Pointing dataset excerpts

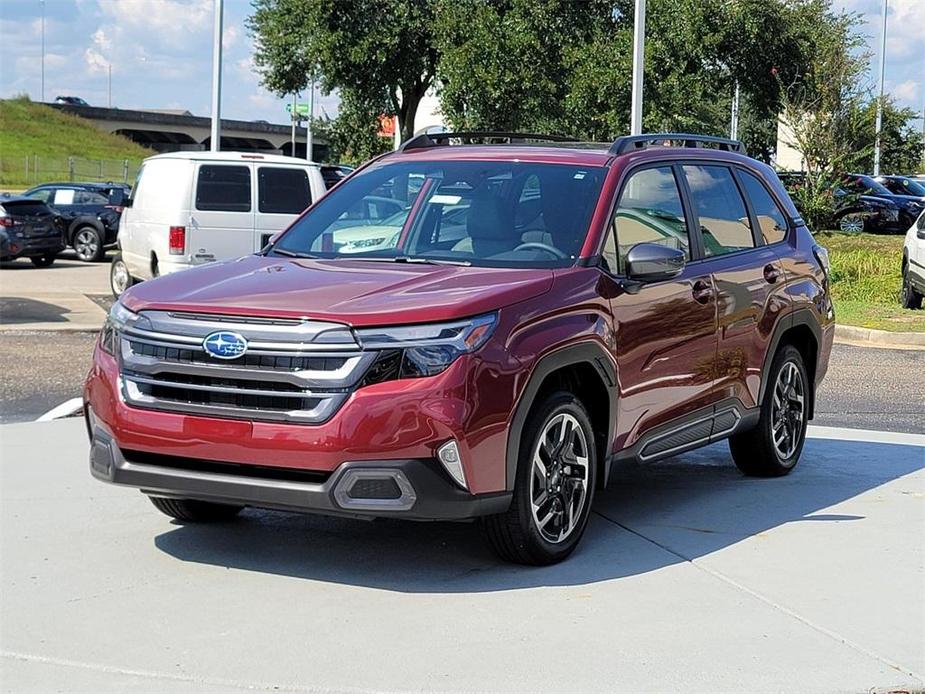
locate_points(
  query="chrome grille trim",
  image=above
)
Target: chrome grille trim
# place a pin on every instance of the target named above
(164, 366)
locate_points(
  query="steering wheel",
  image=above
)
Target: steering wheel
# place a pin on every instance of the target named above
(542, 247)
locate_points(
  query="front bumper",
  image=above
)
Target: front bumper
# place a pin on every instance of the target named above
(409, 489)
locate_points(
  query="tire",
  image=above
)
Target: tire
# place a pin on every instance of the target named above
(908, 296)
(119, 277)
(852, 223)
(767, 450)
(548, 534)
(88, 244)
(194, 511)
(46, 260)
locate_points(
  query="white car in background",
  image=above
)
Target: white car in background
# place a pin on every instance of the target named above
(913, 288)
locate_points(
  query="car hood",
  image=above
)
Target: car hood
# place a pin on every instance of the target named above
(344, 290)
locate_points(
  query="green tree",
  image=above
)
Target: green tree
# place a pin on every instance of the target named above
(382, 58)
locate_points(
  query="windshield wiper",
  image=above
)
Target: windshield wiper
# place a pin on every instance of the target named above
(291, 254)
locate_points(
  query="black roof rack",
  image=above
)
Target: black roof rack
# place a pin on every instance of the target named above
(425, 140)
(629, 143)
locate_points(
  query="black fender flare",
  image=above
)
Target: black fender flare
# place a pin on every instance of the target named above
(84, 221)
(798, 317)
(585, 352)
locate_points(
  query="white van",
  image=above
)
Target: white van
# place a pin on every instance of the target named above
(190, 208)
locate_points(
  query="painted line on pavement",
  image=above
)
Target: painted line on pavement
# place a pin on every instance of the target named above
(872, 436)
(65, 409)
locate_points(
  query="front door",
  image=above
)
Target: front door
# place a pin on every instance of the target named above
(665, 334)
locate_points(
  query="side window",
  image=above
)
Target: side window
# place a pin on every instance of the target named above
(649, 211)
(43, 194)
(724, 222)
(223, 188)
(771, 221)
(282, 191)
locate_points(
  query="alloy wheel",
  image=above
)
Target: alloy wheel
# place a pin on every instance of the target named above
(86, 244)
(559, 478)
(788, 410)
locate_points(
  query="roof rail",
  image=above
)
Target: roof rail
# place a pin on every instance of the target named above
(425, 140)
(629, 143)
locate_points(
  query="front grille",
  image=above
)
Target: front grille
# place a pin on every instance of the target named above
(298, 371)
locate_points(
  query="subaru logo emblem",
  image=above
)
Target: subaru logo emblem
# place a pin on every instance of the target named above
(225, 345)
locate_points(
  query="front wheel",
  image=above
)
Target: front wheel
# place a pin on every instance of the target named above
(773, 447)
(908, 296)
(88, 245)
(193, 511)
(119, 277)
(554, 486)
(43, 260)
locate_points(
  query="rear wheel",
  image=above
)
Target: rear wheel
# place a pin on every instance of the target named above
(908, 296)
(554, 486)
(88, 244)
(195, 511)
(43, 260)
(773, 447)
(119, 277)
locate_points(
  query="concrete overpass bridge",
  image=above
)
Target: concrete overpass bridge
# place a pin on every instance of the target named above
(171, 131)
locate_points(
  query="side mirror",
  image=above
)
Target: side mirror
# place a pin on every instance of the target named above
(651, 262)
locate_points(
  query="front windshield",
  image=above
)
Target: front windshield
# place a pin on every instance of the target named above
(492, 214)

TASK BRIEF - Pictures are excluded; output everything else in the data verbatim.

ANSWER IN FULL -
locate_points(
  query="chrome grille trim",
  image=above
)
Target: chrome grille trim
# place a pin on every instance of the target named above
(164, 366)
locate_points(
  query="steering wheel",
  image=above
)
Target: steering wheel
# place a pin on every instance of the target named above
(542, 247)
locate_points(
  query="front bumper",
  image=above
)
Target: front bumper
# place a pin on every instance of the target named above
(409, 489)
locate_points(
  query="tire",
  image=above
)
Target: tire
# place a pin on every instance of the target named above
(908, 296)
(119, 277)
(852, 223)
(767, 450)
(548, 534)
(88, 244)
(194, 511)
(46, 260)
locate_points(
  query="white car in background",
  image=above
)
Target: white car in background
# place a pin on every instance of the target named above
(913, 288)
locate_points(
  query="car hood",
  image=above
)
Target: car hood
# place a pin on every instance of the target named above
(344, 290)
locate_points(
  query="green tree",
  image=above
)
Target: green tree
# place a pin on every instance of the target named above
(382, 58)
locate_points(
  query="windshield wiper",
  image=above
)
Target: windshield wiper
# place a pin on every instance of the target named above
(291, 254)
locate_points(
  query="black roof rack",
  image=above
)
Target: black roof rack
# place a pin on every instance of the target named above
(425, 140)
(629, 143)
locate_points(
  query="black fender flare",
  image=above
)
Target: black fender flare
# place a pin on every instance of the target named above
(84, 221)
(798, 317)
(585, 352)
locate_points(
  query="white van",
  image=above
)
Target: white van
# place a pin on every instance of the target named above
(190, 208)
locate_points(
  query="painted line on pavement",
  image=above
)
Target: painted line on pavement
# place a pin on every instance of the target named above
(872, 436)
(65, 409)
locate_points(
  query="front door",
  image=above
)
Target: front door
# place a pin on every instance of the target named above
(665, 334)
locate_points(
  query="side window",
  image=above
)
Target: side window
# place a pin on every instance of the target named above
(649, 211)
(43, 194)
(724, 222)
(223, 188)
(771, 221)
(282, 191)
locate_points(
  query="alloy wheel",
  image=above
)
Target: alloy wheel
# place a pin on every instance of the target named above
(86, 244)
(559, 478)
(788, 410)
locate_points(
  query="roof rail",
  image=above
)
Target: roof rail
# place a pin on every instance of the target named above
(425, 140)
(629, 143)
locate_points(
  query="front grille",
  image=above
)
Target: front grille
# place a pin on every instance of the target named above
(298, 371)
locate_points(
  query="subaru logo emblem",
  image=above
)
Target: subaru logo emblem
# place a pin on every instance of the target named above
(225, 345)
locate_points(
  query="front wheel",
  image=above
)
Target: front wheel
# place a pin on every instance of the target named above
(773, 447)
(908, 296)
(88, 245)
(193, 511)
(119, 277)
(554, 486)
(43, 260)
locate_points(
  query="rear wheel",
  image=above
)
Target: rear wheel
# place a pin on every instance of the target named above
(908, 296)
(554, 486)
(88, 244)
(195, 511)
(43, 260)
(773, 447)
(119, 277)
locate_points(
  query="concrete overpass bridge",
  image=above
)
Target: concrete overpass bridge
# place a pin on every instance of the target named above
(171, 131)
locate_points(
  query="side mirror",
  image=above
)
Target: side mirror
# place a pin on every instance of the target named above
(651, 262)
locate_points(
  query="front windshield",
  image=above
)
Target: front windshield
# place a pin on every instance of the target named above
(492, 214)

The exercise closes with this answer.